-- Records follows --

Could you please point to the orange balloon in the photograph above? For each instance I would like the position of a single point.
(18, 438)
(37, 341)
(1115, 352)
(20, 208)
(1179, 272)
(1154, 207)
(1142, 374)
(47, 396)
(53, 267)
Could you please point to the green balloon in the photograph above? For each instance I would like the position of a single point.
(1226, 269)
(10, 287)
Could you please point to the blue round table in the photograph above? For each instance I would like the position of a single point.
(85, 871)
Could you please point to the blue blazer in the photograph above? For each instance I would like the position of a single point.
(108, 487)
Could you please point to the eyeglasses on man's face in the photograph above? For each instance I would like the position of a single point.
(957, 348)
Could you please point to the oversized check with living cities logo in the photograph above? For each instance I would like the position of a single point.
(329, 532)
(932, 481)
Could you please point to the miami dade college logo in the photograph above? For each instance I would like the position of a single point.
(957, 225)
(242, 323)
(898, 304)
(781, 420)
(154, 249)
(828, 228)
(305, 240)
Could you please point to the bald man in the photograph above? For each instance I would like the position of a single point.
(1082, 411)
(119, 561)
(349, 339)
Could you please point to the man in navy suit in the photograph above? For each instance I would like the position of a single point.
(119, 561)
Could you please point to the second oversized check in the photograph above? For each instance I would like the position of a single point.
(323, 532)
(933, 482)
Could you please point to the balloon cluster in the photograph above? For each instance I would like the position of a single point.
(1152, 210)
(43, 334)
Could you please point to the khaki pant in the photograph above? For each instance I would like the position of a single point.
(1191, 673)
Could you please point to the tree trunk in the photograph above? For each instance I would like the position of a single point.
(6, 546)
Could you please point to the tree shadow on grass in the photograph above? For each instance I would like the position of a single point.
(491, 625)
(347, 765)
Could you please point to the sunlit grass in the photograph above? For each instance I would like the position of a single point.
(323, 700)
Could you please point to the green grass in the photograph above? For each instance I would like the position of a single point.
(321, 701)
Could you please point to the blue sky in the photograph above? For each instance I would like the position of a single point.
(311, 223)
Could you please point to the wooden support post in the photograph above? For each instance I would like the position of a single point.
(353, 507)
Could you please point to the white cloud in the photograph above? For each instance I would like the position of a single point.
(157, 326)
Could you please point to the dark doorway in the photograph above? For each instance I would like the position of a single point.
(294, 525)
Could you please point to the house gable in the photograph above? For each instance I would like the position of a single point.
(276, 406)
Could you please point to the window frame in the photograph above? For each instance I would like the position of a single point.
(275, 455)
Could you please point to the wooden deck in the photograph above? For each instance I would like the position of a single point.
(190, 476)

-- Records concluded --

Your assignment: Repeat all of the data exactly. Include every line.

Response to this exercise:
Could you please point to the orange balloon in the photograph above? For each instance I would like the position of a single point.
(18, 438)
(37, 341)
(1115, 352)
(20, 208)
(1179, 272)
(1154, 207)
(1142, 374)
(47, 396)
(53, 267)
Could you please point to the green balloon in the photograph above? For each instance I would like the position of a single point.
(1226, 269)
(10, 287)
Could you please point to the blue round table in the photograph above? For each instance I would like the position of a single point.
(85, 871)
Could you please point to the blue blazer in the photograph above? For each instance I would like the position of a single point.
(108, 487)
Could you please point to the eyeglasses on man's face in the photograph above? For each instance I would like the position of a single point.
(957, 348)
Could you please point to the oversized check with living cities logo in the photograph above? For each instance I would like the position of a single point.
(329, 532)
(932, 481)
Could you please point to the miami dade college logo in the photograph above? For each instance I would like the position of a single point.
(957, 225)
(242, 323)
(898, 304)
(781, 420)
(154, 249)
(828, 228)
(305, 240)
Could you please point to the bald man in the photograph above? For each instance I would like the position of a single point.
(1082, 411)
(119, 561)
(349, 339)
Could you please point to the man in navy suit in the photograph above? For each instance I would like the position of a single point.
(119, 561)
Could you please point to the second oversized check in the photograph above? For each instance I would like the position of a single point.
(323, 532)
(933, 482)
Could you please point to the balloon cluster in the photograph above? For each instance I would like the position of a single point.
(1152, 210)
(43, 334)
Could you please point to the khaki pant in the photograph above? For each instance I would like the position of a single point.
(1191, 673)
Could you please point to the tree trunk in the photograph above? For each instance I would like the position of a single point.
(6, 546)
Could you please point to the tree shadow on grass in the photograph above? For each instance I would like the position of a single point.
(491, 625)
(347, 765)
Could you please point to the sunlit grass in the photograph above? For each instance I would like the position of a single point.
(323, 700)
Could you please point to the green grass in the photograph above? For each instance I would like the position of a single point.
(321, 701)
Could you please point to the blue sky in the photograph above? For each instance I would like the position of a single point.
(311, 223)
Could you please point to the wooden support post in the photograph above? For each instance I would like the position of a single point.
(353, 507)
Could you please point to the white cloud in the photograph above? For each instance I would like the position of a single point.
(157, 326)
Could you please point to the dark doorway in the photograph above? For each instance I would like the position of a single point.
(294, 525)
Could you please point to the house gable in the photograph above? For each instance I would like the position of a single point.
(276, 406)
Could you please point to the window frame in the photograph above? For each instance I would like the position of a single point.
(275, 455)
Could you please point to the wooden deck in the photograph above? For each instance I would like the position of a single point.
(190, 476)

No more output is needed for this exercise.